Start of Given entries

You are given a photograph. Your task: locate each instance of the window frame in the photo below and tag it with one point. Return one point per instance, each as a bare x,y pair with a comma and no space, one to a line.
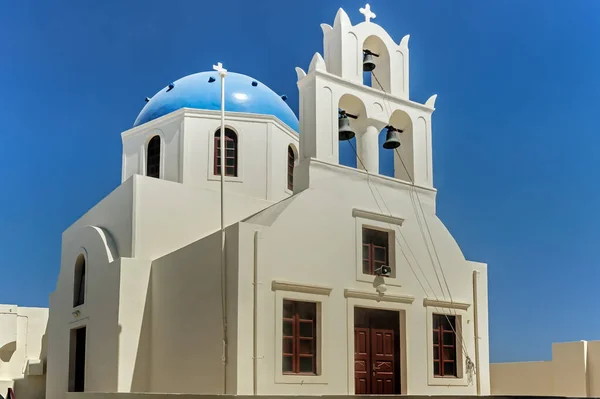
291,165
303,293
230,136
440,347
159,156
79,281
373,263
296,338
462,312
389,224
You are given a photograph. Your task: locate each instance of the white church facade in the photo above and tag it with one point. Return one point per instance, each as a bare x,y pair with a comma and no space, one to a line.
335,280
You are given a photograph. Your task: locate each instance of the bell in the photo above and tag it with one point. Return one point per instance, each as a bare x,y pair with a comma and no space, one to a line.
345,131
392,138
368,63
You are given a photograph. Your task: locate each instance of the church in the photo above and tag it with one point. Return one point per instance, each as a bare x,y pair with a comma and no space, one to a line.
321,279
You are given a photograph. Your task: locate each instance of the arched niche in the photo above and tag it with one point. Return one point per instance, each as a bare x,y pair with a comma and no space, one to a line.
353,106
381,75
404,155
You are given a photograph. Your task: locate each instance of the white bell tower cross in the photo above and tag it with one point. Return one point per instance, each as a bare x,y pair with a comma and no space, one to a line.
336,82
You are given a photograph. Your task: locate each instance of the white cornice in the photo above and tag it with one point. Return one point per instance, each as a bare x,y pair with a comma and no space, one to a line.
445,304
153,124
209,114
376,216
385,180
376,92
298,287
352,293
240,116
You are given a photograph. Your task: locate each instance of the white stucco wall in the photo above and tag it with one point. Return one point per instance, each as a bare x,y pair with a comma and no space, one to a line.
321,218
187,318
99,314
187,151
23,350
574,371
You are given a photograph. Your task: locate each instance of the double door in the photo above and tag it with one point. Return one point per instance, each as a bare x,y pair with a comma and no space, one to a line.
376,352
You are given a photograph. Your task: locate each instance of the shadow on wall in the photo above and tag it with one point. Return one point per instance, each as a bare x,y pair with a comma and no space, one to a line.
140,381
33,386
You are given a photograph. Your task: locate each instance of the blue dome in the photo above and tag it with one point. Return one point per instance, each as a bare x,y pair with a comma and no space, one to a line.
203,91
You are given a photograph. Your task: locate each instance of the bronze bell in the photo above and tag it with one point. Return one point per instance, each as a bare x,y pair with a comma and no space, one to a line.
345,131
368,63
392,138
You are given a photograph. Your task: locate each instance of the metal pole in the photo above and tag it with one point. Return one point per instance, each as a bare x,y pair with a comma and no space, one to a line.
222,141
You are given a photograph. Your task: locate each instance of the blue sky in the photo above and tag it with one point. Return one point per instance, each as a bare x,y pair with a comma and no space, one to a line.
515,140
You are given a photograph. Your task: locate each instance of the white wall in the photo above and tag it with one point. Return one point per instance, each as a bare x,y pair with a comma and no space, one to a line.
262,156
23,350
574,371
186,317
99,313
187,151
312,240
135,142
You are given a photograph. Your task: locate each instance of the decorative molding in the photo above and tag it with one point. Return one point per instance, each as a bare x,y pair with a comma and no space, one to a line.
368,89
377,216
351,293
381,179
445,304
295,287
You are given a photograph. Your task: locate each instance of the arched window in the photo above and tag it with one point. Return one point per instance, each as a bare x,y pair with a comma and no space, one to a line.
230,153
153,157
291,162
79,281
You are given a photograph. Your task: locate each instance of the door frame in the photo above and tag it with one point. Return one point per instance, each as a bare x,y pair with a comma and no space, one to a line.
402,308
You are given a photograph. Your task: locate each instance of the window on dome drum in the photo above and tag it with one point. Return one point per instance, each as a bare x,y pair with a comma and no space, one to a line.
375,249
230,153
153,157
291,161
444,345
79,282
299,349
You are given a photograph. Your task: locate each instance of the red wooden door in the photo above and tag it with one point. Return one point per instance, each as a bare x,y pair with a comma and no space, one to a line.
382,361
374,361
362,361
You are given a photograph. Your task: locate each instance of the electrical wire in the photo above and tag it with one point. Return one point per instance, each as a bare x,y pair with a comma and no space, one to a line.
469,362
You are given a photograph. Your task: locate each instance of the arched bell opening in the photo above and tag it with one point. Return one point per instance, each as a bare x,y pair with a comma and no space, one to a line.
376,64
351,117
397,139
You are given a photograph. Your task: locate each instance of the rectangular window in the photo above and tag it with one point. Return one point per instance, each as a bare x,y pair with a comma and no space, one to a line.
375,250
299,349
444,346
77,360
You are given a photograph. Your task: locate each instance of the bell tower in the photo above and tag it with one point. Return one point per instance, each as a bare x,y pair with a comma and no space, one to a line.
336,104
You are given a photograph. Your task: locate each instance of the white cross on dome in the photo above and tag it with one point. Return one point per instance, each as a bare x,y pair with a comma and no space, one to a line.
366,11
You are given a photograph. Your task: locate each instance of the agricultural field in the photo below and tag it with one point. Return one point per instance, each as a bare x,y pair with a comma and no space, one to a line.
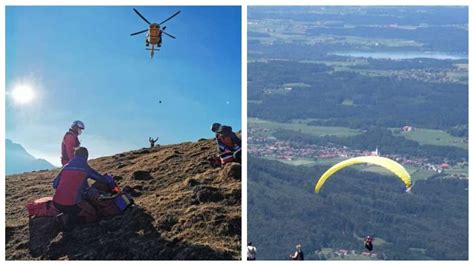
433,137
302,127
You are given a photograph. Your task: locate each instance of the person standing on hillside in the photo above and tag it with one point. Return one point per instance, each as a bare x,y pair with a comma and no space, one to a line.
228,143
298,255
152,141
251,251
368,243
71,141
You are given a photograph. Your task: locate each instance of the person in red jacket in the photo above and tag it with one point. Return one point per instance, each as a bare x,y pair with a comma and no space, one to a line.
71,141
71,186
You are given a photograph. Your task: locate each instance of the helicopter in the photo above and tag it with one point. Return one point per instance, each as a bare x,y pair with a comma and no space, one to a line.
154,32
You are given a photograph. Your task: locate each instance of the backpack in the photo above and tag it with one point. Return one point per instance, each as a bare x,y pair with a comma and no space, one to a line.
42,207
111,206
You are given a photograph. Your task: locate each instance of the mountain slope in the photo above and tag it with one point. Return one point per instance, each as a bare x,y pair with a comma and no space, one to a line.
184,210
18,160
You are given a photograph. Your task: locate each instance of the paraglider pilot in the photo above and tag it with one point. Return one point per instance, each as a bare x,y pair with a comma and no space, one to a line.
298,255
368,243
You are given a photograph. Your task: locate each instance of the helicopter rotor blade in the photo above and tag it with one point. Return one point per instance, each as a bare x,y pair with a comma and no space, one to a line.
169,18
138,32
138,13
169,35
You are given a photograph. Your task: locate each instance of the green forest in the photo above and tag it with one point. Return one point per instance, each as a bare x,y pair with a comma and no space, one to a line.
431,222
374,101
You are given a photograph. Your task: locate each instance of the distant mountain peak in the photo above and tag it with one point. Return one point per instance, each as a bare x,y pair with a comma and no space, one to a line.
19,160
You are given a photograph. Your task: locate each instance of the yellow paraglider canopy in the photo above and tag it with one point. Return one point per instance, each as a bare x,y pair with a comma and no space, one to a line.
386,163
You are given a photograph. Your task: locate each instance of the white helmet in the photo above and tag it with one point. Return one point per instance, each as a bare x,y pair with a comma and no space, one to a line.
79,124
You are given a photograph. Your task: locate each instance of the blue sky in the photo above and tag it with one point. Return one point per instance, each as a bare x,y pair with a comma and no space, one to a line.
82,64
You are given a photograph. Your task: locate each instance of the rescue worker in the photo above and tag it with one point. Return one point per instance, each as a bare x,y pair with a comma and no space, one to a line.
368,243
71,141
299,255
71,185
251,251
228,144
152,141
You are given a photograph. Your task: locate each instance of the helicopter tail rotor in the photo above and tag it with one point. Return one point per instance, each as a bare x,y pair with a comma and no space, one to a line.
140,15
138,32
175,14
169,35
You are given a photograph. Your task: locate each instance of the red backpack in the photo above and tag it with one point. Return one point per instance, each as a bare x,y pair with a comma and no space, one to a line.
41,207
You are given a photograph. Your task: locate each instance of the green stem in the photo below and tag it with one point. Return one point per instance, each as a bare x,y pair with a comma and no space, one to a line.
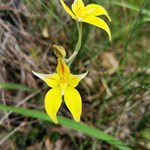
97,134
78,46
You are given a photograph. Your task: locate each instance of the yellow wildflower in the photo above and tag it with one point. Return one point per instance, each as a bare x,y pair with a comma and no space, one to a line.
88,14
63,83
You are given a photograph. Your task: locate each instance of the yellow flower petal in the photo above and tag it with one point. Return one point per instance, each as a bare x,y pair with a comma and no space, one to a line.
62,69
52,80
67,9
99,23
95,10
74,80
72,100
78,7
53,101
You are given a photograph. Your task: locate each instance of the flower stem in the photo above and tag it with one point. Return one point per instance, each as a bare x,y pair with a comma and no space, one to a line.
78,46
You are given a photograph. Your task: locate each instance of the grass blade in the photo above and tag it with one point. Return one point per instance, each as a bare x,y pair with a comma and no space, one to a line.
83,128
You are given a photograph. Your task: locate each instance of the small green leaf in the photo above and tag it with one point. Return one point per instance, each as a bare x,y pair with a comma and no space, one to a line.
80,127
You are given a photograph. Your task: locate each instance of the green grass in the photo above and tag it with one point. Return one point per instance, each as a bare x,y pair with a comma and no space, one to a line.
124,115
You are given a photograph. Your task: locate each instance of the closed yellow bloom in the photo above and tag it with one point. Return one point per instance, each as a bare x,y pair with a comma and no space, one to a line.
63,84
88,14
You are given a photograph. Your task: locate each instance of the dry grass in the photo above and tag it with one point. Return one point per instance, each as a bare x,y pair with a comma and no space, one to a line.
116,95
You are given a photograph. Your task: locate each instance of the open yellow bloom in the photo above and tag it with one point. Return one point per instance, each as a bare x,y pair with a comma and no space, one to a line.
63,83
88,14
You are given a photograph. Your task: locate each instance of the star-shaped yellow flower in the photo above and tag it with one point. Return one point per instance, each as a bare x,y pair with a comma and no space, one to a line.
88,14
63,83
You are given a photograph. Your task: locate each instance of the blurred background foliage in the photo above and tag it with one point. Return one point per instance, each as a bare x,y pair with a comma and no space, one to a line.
116,92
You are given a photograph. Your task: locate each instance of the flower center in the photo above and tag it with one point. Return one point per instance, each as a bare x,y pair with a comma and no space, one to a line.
63,85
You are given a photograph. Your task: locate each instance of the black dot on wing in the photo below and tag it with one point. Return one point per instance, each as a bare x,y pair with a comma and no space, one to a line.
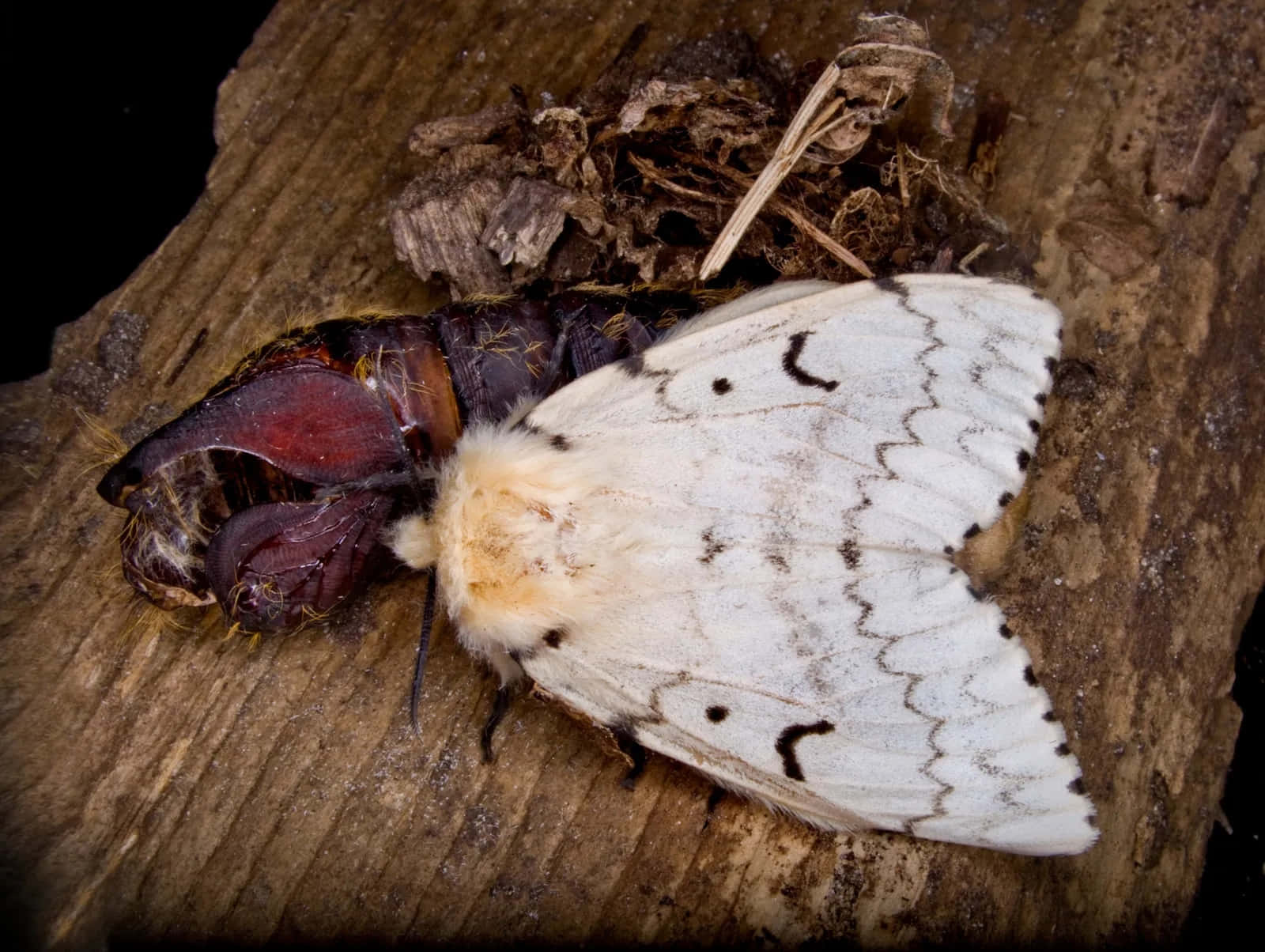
852,553
634,366
788,739
554,637
712,547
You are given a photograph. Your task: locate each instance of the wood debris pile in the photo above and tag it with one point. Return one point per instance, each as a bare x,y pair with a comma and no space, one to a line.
634,180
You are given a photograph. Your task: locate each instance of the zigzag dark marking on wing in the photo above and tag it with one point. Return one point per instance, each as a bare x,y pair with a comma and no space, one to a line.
912,680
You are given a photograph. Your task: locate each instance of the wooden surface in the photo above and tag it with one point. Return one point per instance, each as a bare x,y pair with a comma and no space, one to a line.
172,785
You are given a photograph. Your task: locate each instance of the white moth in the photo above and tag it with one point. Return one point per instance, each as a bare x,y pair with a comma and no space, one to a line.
735,549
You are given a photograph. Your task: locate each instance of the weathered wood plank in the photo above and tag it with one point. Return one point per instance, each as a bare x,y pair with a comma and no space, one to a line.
174,785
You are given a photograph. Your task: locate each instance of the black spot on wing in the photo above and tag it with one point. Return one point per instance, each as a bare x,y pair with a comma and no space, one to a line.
712,547
632,366
787,741
797,374
852,553
892,286
554,637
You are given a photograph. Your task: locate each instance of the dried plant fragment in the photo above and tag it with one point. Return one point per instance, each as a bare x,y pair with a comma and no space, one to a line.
632,180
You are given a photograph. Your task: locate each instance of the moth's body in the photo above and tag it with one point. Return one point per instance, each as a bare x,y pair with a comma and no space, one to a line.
735,549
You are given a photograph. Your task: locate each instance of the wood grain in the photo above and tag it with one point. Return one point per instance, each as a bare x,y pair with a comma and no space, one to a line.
164,785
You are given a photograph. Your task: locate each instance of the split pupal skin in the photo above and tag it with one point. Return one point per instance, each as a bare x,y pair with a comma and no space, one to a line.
271,495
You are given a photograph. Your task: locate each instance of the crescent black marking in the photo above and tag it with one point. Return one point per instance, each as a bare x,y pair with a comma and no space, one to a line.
790,739
797,374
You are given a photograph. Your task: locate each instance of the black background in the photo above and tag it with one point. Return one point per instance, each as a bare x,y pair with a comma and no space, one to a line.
113,145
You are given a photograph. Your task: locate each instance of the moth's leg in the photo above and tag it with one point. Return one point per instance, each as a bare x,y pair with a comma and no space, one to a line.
552,372
512,678
505,695
714,799
629,747
428,621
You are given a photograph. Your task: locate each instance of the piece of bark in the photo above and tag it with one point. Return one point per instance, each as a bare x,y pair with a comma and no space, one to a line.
166,785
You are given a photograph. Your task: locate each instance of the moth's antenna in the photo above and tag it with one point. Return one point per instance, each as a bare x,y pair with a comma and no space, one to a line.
428,621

End of Given entries

**Goal**: Include both ends. Return the line holding "the moth's leg" and all lines after it in the records above, exactly as written.

**Output below**:
You are given a photograph. Your task: locate each instance of the moth's leg in the photo above and tag it with one point. Return one point per instance, each as a bare x,y pair with a comma and no space, one to a line.
552,372
512,678
505,695
714,799
629,747
428,621
You are given a photograph. Your task: locate each instance of the piece of bark in the photo above and tag it with one point. Return one point per instance, each as a bare x,y pair with a comma and no space, one to a line.
166,785
You are given a photograph. Your task: locate each instance of the moth's antenna in the photo above and tag it with one point. Return one point per instance, each as a bare x,y pair with a comma and no space, one to a line.
428,621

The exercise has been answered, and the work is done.